- **Written problem**
Your job is to retype all of the data word for word, leaving every image out.

- **Record set**
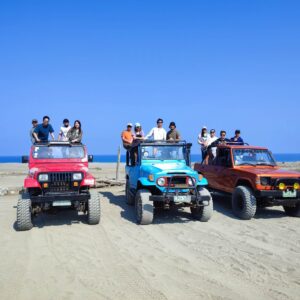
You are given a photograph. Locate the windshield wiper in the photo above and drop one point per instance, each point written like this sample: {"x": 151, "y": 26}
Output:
{"x": 248, "y": 164}
{"x": 264, "y": 164}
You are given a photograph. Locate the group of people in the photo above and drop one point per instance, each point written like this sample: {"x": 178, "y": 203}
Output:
{"x": 133, "y": 135}
{"x": 130, "y": 137}
{"x": 209, "y": 142}
{"x": 39, "y": 133}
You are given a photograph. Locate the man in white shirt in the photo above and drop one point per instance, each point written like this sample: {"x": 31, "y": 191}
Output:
{"x": 157, "y": 133}
{"x": 64, "y": 131}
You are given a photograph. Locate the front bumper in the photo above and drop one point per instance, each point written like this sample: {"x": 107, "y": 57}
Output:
{"x": 48, "y": 198}
{"x": 179, "y": 198}
{"x": 276, "y": 197}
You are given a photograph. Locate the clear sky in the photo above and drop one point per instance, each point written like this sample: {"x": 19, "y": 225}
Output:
{"x": 223, "y": 64}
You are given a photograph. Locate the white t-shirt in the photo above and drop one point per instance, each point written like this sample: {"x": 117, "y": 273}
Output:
{"x": 63, "y": 133}
{"x": 157, "y": 134}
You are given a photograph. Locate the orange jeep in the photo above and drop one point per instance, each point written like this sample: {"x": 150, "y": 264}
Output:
{"x": 250, "y": 175}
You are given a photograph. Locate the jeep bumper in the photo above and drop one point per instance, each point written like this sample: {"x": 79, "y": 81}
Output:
{"x": 276, "y": 197}
{"x": 48, "y": 198}
{"x": 179, "y": 198}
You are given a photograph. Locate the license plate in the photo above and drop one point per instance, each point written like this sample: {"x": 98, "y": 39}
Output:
{"x": 182, "y": 198}
{"x": 61, "y": 203}
{"x": 289, "y": 194}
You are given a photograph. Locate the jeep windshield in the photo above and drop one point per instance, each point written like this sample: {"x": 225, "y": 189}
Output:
{"x": 253, "y": 157}
{"x": 157, "y": 152}
{"x": 58, "y": 152}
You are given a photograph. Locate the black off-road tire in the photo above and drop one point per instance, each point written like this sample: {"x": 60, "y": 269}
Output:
{"x": 143, "y": 207}
{"x": 292, "y": 211}
{"x": 203, "y": 213}
{"x": 243, "y": 202}
{"x": 94, "y": 208}
{"x": 24, "y": 221}
{"x": 129, "y": 198}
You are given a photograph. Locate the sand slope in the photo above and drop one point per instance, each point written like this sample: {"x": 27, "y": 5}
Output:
{"x": 175, "y": 258}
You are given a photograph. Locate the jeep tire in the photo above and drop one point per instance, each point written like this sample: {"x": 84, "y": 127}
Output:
{"x": 292, "y": 211}
{"x": 94, "y": 211}
{"x": 129, "y": 197}
{"x": 143, "y": 207}
{"x": 243, "y": 202}
{"x": 24, "y": 212}
{"x": 203, "y": 213}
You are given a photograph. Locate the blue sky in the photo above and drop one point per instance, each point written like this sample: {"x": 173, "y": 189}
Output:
{"x": 224, "y": 64}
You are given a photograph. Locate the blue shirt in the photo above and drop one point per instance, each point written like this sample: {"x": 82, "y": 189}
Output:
{"x": 238, "y": 141}
{"x": 43, "y": 132}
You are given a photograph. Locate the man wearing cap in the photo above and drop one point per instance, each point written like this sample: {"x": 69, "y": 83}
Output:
{"x": 173, "y": 134}
{"x": 62, "y": 136}
{"x": 237, "y": 138}
{"x": 157, "y": 133}
{"x": 34, "y": 124}
{"x": 127, "y": 136}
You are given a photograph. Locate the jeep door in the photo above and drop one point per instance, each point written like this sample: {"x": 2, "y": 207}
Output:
{"x": 225, "y": 177}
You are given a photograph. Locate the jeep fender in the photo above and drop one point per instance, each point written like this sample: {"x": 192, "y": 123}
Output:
{"x": 31, "y": 183}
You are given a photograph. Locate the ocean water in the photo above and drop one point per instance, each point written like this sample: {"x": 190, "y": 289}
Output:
{"x": 280, "y": 157}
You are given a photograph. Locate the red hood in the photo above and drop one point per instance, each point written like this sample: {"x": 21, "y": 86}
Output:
{"x": 270, "y": 171}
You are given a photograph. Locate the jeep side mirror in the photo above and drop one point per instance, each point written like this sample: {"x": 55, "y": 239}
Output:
{"x": 25, "y": 159}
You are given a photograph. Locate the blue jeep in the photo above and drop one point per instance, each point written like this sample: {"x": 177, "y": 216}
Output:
{"x": 158, "y": 174}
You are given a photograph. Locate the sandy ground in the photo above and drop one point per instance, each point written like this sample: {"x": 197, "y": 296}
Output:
{"x": 175, "y": 258}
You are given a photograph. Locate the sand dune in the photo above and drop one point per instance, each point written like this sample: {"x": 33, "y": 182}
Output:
{"x": 175, "y": 258}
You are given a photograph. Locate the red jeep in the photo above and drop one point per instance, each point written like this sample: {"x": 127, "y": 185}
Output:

- **Task response**
You are given a photograph. Locate the windshield wiper in the photo above and drop one point per instance, each point written like this sample: {"x": 151, "y": 26}
Output:
{"x": 248, "y": 164}
{"x": 264, "y": 164}
You are given a photograph. Locate the group of people in the photo above and drop one point per instance, each point written like this sample: {"x": 178, "y": 203}
Output:
{"x": 133, "y": 135}
{"x": 130, "y": 137}
{"x": 209, "y": 142}
{"x": 39, "y": 133}
You are given a photograph. Locate the man in white shirt in the photo above and drop one point per instance, each point written like this sample: {"x": 31, "y": 191}
Output:
{"x": 157, "y": 133}
{"x": 64, "y": 131}
You are given a photograph. Locate the front bumper in the photo above and drop one point per instance, each point written like this sample: {"x": 107, "y": 57}
Output:
{"x": 48, "y": 198}
{"x": 179, "y": 198}
{"x": 276, "y": 197}
You are given a photograph. Locate the clear sky in the photo above and drop one point per instance, each point written like this sample: {"x": 19, "y": 225}
Output:
{"x": 223, "y": 64}
You are given a photograph. Locate the white t-shirt in the photo above and drop one point per instance, each point written like this sample: {"x": 117, "y": 273}
Output:
{"x": 63, "y": 133}
{"x": 157, "y": 134}
You are given a photograph. Locate the orange jeep in the photo above and drop one point per instance, each point written like this sample: {"x": 150, "y": 264}
Output:
{"x": 250, "y": 175}
You are given a photograph. Locate the jeep bumper in the photo above and drop one point per instance, each point written like this sample: {"x": 79, "y": 81}
Output:
{"x": 276, "y": 197}
{"x": 48, "y": 198}
{"x": 179, "y": 198}
You are given a photograph. Locate the license plate in the photo above and drop one point per instance, each point written like this sample: {"x": 98, "y": 39}
Output:
{"x": 182, "y": 198}
{"x": 61, "y": 203}
{"x": 289, "y": 194}
You are given a photograph. Locate the jeep windshield in the photo above and drop one point per instance, each point written like this sample: {"x": 225, "y": 189}
Output:
{"x": 253, "y": 157}
{"x": 157, "y": 152}
{"x": 58, "y": 152}
You are given a photograph. Locate the black off-road tire in the photo above and drop one point per instance, each point written like this sample: {"x": 60, "y": 269}
Output:
{"x": 143, "y": 207}
{"x": 292, "y": 211}
{"x": 203, "y": 213}
{"x": 243, "y": 202}
{"x": 94, "y": 208}
{"x": 24, "y": 221}
{"x": 129, "y": 198}
You are given a photograph. Locate the sand slope in the photo above and drop one point per instance, each point written like this sample: {"x": 27, "y": 5}
Output:
{"x": 175, "y": 258}
You are given a photograph. Locate the jeep tire in the photo above and drop one point per instance, each point written like this sample: {"x": 84, "y": 127}
Output:
{"x": 292, "y": 211}
{"x": 94, "y": 211}
{"x": 129, "y": 197}
{"x": 143, "y": 207}
{"x": 243, "y": 202}
{"x": 24, "y": 212}
{"x": 203, "y": 213}
You are given a photograph. Locate the blue sky in the photo above and drop one point per instance, each point written like this sample: {"x": 173, "y": 189}
Output:
{"x": 224, "y": 64}
You are given a photograph. Locate the blue shirt in the photo above and drop one point per instance, each point written like this sample: {"x": 82, "y": 189}
Output:
{"x": 238, "y": 141}
{"x": 43, "y": 132}
You are given a photograph. Locate the man wearing cap in the photo above and drop one point per instance, each point written like this sample: {"x": 69, "y": 83}
Output:
{"x": 173, "y": 134}
{"x": 62, "y": 136}
{"x": 237, "y": 138}
{"x": 157, "y": 133}
{"x": 34, "y": 124}
{"x": 127, "y": 136}
You are given a photograph. Locate the jeep door in the photo above and drop one point per instance, each point written like this sample: {"x": 2, "y": 207}
Output:
{"x": 225, "y": 177}
You are given a photograph. Locate the jeep fender in the photo above and drop one point per instance, each point written like this sample: {"x": 192, "y": 123}
Output:
{"x": 31, "y": 183}
You are given a photograph. Locate the ocean water in the photo above and drop one point per instance, each point written like this sample: {"x": 190, "y": 289}
Output:
{"x": 280, "y": 157}
You are given a photograph. Locate the red hood in the photo above and drop one point per instance, each point written like this sample: {"x": 21, "y": 86}
Output:
{"x": 270, "y": 171}
You are given a photograph. Locate the jeep side mirror in the photo above and drop one point per instance, each point written like this sample: {"x": 55, "y": 239}
Output:
{"x": 25, "y": 159}
You are given a photograph. Locate the blue jeep in the photo above and drop one point per instance, each point written like this sample: {"x": 177, "y": 216}
Output:
{"x": 158, "y": 174}
You are given a photograph. Locate the sandy ground in the photo above and drop one point per instance, each point written like this sample: {"x": 197, "y": 296}
Output:
{"x": 175, "y": 258}
You are given a photograph. Locate the sand dune in the photo above and drop one point per instance, each point written like this sample: {"x": 33, "y": 182}
Output:
{"x": 175, "y": 258}
You are given a photograph. Locate the red jeep in the photo above and drop one point per instance, each point written like this sample: {"x": 127, "y": 185}
Output:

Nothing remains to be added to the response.